Pointing dataset records:
[START]

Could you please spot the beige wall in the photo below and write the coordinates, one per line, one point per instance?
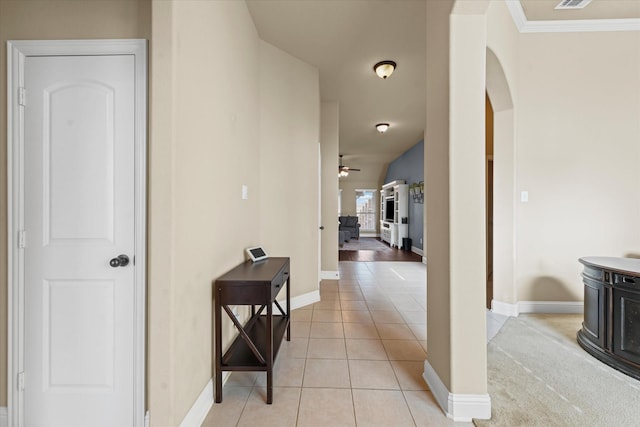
(502, 36)
(570, 140)
(329, 140)
(577, 154)
(467, 203)
(436, 179)
(48, 20)
(254, 122)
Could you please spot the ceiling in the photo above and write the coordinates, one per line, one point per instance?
(345, 38)
(544, 10)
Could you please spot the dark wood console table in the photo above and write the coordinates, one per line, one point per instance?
(258, 342)
(611, 327)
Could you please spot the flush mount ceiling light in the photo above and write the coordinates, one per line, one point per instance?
(382, 127)
(384, 68)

[END]

▸ Given request
Copy out the lines of the records word for word, beginning with the line that contains "Could you please spot the ceiling" and continuing through the last line of the records.

▸ Expected answer
Could you please spot the ceiling in the photo above and write the coordinates, one per line, one point per instance?
(345, 38)
(544, 10)
Could you please spot the dark wood console table in the photo above and write the coordinates, one per line, one point per instance?
(258, 342)
(611, 327)
Could you please spot the flush mount ceiling light in the photo above and write the coordinates, one per line, one point per instance?
(382, 127)
(384, 68)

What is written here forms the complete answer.